Items from a dataset:
-=-=-

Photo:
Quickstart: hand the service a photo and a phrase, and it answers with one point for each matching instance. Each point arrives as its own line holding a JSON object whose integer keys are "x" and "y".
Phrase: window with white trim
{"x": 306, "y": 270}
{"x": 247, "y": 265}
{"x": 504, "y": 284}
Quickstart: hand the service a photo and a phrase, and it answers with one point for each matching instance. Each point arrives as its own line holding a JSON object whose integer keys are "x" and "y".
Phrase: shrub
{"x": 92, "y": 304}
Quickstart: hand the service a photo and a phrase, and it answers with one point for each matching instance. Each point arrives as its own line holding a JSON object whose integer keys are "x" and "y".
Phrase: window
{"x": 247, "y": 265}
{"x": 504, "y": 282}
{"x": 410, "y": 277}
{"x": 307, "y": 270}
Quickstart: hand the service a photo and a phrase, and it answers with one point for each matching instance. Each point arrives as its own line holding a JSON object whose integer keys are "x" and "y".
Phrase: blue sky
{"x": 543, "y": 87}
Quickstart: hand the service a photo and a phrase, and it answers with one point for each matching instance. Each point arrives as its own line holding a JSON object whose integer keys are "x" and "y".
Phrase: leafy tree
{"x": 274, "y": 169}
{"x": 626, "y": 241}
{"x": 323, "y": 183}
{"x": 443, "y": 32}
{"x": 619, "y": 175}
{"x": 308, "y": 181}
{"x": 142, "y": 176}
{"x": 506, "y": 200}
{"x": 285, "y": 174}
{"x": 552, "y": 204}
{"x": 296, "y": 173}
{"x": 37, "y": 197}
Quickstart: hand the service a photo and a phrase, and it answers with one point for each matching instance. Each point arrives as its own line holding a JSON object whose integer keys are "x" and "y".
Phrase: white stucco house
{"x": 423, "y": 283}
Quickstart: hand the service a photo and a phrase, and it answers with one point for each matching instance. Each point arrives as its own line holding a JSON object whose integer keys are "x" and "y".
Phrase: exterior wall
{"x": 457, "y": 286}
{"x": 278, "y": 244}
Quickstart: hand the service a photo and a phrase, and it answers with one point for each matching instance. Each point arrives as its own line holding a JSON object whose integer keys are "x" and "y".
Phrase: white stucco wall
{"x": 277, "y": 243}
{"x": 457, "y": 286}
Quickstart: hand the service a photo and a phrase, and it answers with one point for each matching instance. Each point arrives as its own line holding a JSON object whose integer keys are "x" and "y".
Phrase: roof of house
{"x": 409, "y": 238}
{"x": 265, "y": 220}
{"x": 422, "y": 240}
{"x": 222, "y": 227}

-=-=-

Reproduce verbatim only the lines from the one holding "Phrase: exterior wall" through the end of the records.

Phrase: exterior wall
{"x": 457, "y": 286}
{"x": 278, "y": 244}
Quickstart: hand the service a photo and a phrase, and it answers with one point for each matching instance. Each point arrives as its own line holding a JSON object whose integer keys are "x" and "y".
Phrase: white stucco wall
{"x": 277, "y": 243}
{"x": 457, "y": 286}
Quickstart: hand the service a photo and a phrase, and it answers with one point for each matching instance. Each point arrives as its own line holding a JSON object whose integer keys are "x" and "y".
Phrase: roof of house
{"x": 409, "y": 238}
{"x": 265, "y": 220}
{"x": 422, "y": 240}
{"x": 222, "y": 227}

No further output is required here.